- _What you need to do_
Transcribe every record beneath, precisely as written.

- _Entries supplied_
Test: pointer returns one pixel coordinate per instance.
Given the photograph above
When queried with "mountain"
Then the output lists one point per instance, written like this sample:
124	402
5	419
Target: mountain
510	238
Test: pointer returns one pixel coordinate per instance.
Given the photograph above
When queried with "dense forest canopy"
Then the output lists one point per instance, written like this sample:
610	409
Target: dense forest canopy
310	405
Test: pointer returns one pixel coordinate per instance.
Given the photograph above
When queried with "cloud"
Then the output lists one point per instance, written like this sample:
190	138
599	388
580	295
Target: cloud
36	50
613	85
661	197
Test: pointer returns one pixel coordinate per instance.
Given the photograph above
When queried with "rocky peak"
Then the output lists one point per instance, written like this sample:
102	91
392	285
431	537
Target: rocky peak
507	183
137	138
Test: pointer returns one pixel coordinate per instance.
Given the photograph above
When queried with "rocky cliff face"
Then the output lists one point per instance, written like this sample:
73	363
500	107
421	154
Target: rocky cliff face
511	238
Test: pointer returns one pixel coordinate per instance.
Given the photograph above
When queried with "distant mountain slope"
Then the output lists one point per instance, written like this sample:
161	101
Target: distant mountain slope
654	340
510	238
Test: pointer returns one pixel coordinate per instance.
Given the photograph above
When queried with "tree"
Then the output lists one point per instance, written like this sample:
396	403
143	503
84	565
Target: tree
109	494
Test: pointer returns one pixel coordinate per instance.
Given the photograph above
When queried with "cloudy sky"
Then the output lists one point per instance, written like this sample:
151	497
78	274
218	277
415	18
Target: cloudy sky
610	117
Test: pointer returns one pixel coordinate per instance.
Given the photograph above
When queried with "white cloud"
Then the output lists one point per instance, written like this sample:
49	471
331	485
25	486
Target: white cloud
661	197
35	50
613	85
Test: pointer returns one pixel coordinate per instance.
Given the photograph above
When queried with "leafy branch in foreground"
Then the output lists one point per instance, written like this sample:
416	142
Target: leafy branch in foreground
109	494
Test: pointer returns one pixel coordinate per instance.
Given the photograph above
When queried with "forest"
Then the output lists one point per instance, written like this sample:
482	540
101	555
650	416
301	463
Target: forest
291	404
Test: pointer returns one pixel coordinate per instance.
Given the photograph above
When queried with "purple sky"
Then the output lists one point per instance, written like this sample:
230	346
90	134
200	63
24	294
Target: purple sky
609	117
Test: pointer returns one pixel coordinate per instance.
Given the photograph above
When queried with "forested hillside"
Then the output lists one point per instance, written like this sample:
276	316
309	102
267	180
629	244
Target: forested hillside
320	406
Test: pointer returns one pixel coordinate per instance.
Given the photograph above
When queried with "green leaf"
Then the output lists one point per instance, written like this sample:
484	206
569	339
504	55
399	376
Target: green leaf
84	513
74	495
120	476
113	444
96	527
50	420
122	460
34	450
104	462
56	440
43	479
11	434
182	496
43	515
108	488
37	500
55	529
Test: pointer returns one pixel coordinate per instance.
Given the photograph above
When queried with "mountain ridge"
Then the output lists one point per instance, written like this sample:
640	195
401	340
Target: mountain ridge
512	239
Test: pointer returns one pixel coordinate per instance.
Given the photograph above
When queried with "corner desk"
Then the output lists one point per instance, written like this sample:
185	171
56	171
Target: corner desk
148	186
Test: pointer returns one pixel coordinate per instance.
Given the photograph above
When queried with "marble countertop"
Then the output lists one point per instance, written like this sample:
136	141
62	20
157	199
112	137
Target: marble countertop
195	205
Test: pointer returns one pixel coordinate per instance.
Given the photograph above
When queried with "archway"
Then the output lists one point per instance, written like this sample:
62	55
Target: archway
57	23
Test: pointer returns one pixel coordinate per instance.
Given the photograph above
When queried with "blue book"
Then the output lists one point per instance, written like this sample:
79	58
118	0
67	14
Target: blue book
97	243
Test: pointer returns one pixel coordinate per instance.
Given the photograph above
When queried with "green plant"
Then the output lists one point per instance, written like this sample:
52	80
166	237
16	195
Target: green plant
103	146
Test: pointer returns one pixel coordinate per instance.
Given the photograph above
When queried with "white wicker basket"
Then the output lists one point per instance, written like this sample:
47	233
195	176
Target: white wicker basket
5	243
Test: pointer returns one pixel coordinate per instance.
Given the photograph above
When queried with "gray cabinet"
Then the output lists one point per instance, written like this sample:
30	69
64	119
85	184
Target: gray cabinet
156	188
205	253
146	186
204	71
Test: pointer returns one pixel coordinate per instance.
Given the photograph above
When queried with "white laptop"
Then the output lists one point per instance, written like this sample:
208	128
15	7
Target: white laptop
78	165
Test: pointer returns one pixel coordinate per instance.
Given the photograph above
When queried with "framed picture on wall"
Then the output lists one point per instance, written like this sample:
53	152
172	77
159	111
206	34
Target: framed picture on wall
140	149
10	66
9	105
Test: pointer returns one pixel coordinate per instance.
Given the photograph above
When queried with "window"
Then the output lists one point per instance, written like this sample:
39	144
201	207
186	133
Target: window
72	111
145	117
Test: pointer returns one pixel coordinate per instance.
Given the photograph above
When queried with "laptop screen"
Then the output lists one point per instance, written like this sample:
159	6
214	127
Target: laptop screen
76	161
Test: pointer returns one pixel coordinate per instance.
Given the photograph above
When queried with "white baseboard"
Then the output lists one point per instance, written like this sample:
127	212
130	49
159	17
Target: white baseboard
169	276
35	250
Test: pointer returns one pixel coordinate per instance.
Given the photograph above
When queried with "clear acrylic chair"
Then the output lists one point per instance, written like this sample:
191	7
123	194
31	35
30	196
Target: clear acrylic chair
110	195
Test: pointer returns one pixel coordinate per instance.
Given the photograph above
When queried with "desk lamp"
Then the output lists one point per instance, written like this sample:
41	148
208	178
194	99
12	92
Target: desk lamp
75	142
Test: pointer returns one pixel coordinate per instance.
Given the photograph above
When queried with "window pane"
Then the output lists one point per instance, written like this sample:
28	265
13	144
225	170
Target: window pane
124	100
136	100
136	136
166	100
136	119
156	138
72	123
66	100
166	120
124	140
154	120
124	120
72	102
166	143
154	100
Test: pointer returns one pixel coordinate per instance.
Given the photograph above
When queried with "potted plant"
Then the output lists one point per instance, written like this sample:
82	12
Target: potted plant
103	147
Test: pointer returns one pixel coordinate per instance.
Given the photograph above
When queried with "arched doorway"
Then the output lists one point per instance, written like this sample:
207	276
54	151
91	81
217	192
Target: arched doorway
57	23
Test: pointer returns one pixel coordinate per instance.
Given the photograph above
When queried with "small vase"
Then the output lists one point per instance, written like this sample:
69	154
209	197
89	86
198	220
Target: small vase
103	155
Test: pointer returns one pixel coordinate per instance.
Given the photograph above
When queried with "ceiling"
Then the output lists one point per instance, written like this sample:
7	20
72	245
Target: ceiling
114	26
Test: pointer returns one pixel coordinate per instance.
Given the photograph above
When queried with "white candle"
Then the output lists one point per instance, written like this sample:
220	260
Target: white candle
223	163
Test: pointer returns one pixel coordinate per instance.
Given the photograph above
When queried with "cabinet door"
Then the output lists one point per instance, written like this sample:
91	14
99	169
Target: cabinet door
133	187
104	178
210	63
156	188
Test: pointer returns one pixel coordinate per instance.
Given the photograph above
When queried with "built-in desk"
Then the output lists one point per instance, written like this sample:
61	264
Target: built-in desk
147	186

- _Problem solution_
Test: pointer returns one pixel coordinate per instance.
Given the photograph above
When queried with "mountain"
Then the output lists one point per instance, written like this sample:
124	402
5	419
Target: mountain
510	238
Test: pointer returns one pixel coordinate per instance.
Given the photograph above
When queried with "dense forest canopy"
Then the output lists one point per instance, written like this sample:
610	409
Target: dense forest canopy
310	405
Test: pointer returns one pixel coordinate per instance.
Given the photograph above
When queried with "cloud"
Then the output lists one point per instance, written like this sample:
190	138
599	388
580	295
Target: cloud
36	50
613	85
661	197
Test: pointer returns one pixel coordinate per instance.
Given the photograph above
When queried with "rocky peak"
Then the output lists one point per instance, written like this sample:
102	91
392	285
431	537
Target: rocky peak
507	183
137	138
Test: pointer returns one pixel coordinate per instance.
Given the photograph above
When queried with "rocky cliff face"
Then the output lists one point per instance, written like this sample:
73	363
500	107
421	154
Target: rocky cliff face
511	238
Test: pointer returns one pixel coordinate per instance.
Given the photograph above
When queried with "distant mountain slope"
Then the output lists one point per instance, written like this sample:
161	101
Target: distant mountain slope
654	340
510	238
Test: pointer returns one pixel coordinate per instance.
Given the photograph above
When queried with "tree"
Then the output lists one point per instance, written like this sample:
396	403
143	503
84	565
Target: tree
109	494
Test: pointer returns one pixel coordinate per instance.
Given the photograph above
When queried with "cloudy sky"
Then the output lists one point per instance, written like this sample:
151	497
78	274
218	277
415	18
Target: cloudy sky
610	117
Test: pointer returns one pixel coordinate per instance.
Given the photograph above
When queried with "white cloud"
Then the output lists one point per instance, written like this sample:
49	471
331	485
25	486
Target: white cloud
661	197
35	50
613	85
Test: pointer returns one pixel coordinate per instance.
Given the photograph above
When queried with "leafy branch in foreground"
Then the output lists one point per instance, written like this sample:
416	142
Target: leafy branch in foreground
109	494
Test: pointer returns one pixel coordinate per instance.
Given the photograph above
When queried with "forest"
Then the output lists one point per instance, written like this sample:
482	540
101	555
650	416
301	463
Target: forest
291	404
Test: pointer returns one pixel coordinate per instance.
Given the photograph above
When queried with "purple sky"
Then the output lists one point per instance, written like this sample:
230	346
90	134
200	63
24	294
Target: purple sky
609	117
Test: pointer returns one pixel coordinate per instance.
Given the photograph above
When queried with "forested hillside"
Then the output lists one point per instance, written like this sample:
276	316
309	102
267	180
629	244
Target: forested hillside
320	406
Test: pointer returns one pixel coordinate per instance.
Given the photograph above
When queried with "green leaf"
Then the output lists one point per instance, written like this sample:
484	206
569	339
504	55
399	376
Target: green leaf
84	513
74	495
120	476
113	444
96	527
50	420
122	460
34	450
104	462
56	440
43	479
11	434
182	496
43	515
108	488
37	500
55	529
Test: pointer returns one pixel coordinate per instance.
Given the photograph above
When queried with "mountain ridge"
Then the output lists one point per instance, written like this sample:
640	195
401	340
Target: mountain ridge
512	239
Test: pointer returns one pixel coordinate per instance.
Given the photograph above
When queried with "corner desk"
Then the output lists one point per instance, written like this sample:
185	171
56	171
Target: corner desk
148	186
Test: pointer returns one pixel coordinate per instance.
Given the photograph above
When queried with "marble countertop"
Then the output lists one point per instance, written like this sample:
136	141
62	20
157	199
112	137
Target: marble countertop
195	205
Test: pointer returns one pixel coordinate per instance.
Given the photograph above
When queried with "archway"
Then the output lists one point per instance, written like this sample:
62	55
Target: archway
57	23
Test: pointer returns one pixel coordinate per instance.
Given the photograph above
When queried with "blue book"
Then the output lists one point per instance, written like this sample:
79	58
118	0
67	14
Target: blue book
97	243
Test: pointer returns one pixel coordinate per instance.
Given the photograph above
When queried with "green plant"
Then the output lists one point per instance, written like this sample:
52	80
166	237
16	195
Target: green plant
103	146
Test: pointer returns one pixel coordinate per instance.
Given the photograph above
When queried with "white wicker basket"
Then the output lists one point per instance, written like this sample:
47	233
195	176
Target: white wicker basket
5	243
Test: pointer returns one pixel coordinate per instance.
Given the photograph above
When queried with "gray cabinet"
Then the output lists one point per instance, written like this sample:
30	69
64	119
85	184
Target: gray cabinet
156	188
205	253
146	186
204	71
Test: pointer returns one pixel coordinate per instance.
Given the photograph above
When queried with "white laptop"
Then the output lists one point per instance, written like this sample:
208	128
15	7
Target: white laptop
78	165
Test: pointer returns one pixel coordinate per instance.
Given the photograph above
When queried with "framed picture on wall"
Then the output lists one point per instance, written like this sample:
53	152
172	77
159	111
206	34
Target: framed picture on wall
140	149
10	66
9	105
Test: pointer returns one pixel coordinate per instance.
Given the photograph above
When queried with "window"
Then the output lists one point per instance, written like this sample:
39	144
201	207
186	133
Target: window
72	111
145	117
Test: pointer returns one pixel coordinate per instance.
Given the photograph above
When queried with "laptop screen"
Then the output lists one point per instance, written like this sample:
159	6
214	127
Target: laptop screen
76	161
Test: pointer returns one pixel coordinate per instance.
Given the photograph above
When queried with "white baseboard"
Then the output lists one point per instance, written like this sample:
127	212
130	49
159	17
Target: white baseboard
169	276
35	250
Test: pointer returns one pixel coordinate per instance.
Given the photograph above
When queried with "clear acrylic chair"
Then the output lists one point per instance, written like this sample:
191	7
123	194
31	35
30	196
Target: clear acrylic chair
110	195
Test: pointer returns one pixel coordinate per instance.
Given the photograph above
When queried with "desk lamp"
Then the output lists one point per instance, written like this sample:
41	148
208	178
194	99
12	92
Target: desk lamp
75	142
Test: pointer returns one pixel coordinate per instance.
Given the photograph above
When queried with "window pane"
Then the output lists one point per instance, written like this sample:
28	265
13	144
225	170
Target: window pane
124	100
136	100
136	136
166	100
136	119
156	138
72	123
66	100
166	120
124	140
154	120
124	120
72	102
166	143
154	100
Test: pointer returns one pixel coordinate per instance.
Given the photograph above
When queried with "potted plant"
Then the output lists one point per instance, written like this sample:
82	12
Target: potted plant
103	147
Test: pointer returns one pixel coordinate per instance.
Given the photograph above
When queried with "arched doorway"
Then the output lists one point per instance, written like this sample:
207	276
54	151
91	81
217	192
Target: arched doorway
57	23
Test: pointer returns one pixel coordinate per instance.
Given the photograph above
When queried with "small vase"
Then the output lists one point per instance, written like this sample:
69	154
209	197
89	86
198	220
Target: small vase
103	155
Test: pointer returns one pixel coordinate per instance.
Given the photograph above
When queried with "ceiling"
Then the output lists one point per instance, written like this sample:
7	20
72	245
Target: ceiling
114	26
Test: pointer returns one pixel coordinate per instance.
Given the photograph above
When queried with "white candle"
Then the output lists one point per instance, written like this sample:
220	260
Target: white candle
223	163
Test: pointer returns one pixel coordinate per instance.
Given the photograph above
When queried with "cabinet door"
Then the output lists one point per instance, written like this sample:
91	14
99	169
Target: cabinet door
133	187
104	178
210	63
156	188
Test: pointer returns one pixel coordinate per instance.
Given the photograph above
When queried with "built-in desk"
Then the output lists one point per instance, written like this sample:
61	264
Target: built-in desk
147	186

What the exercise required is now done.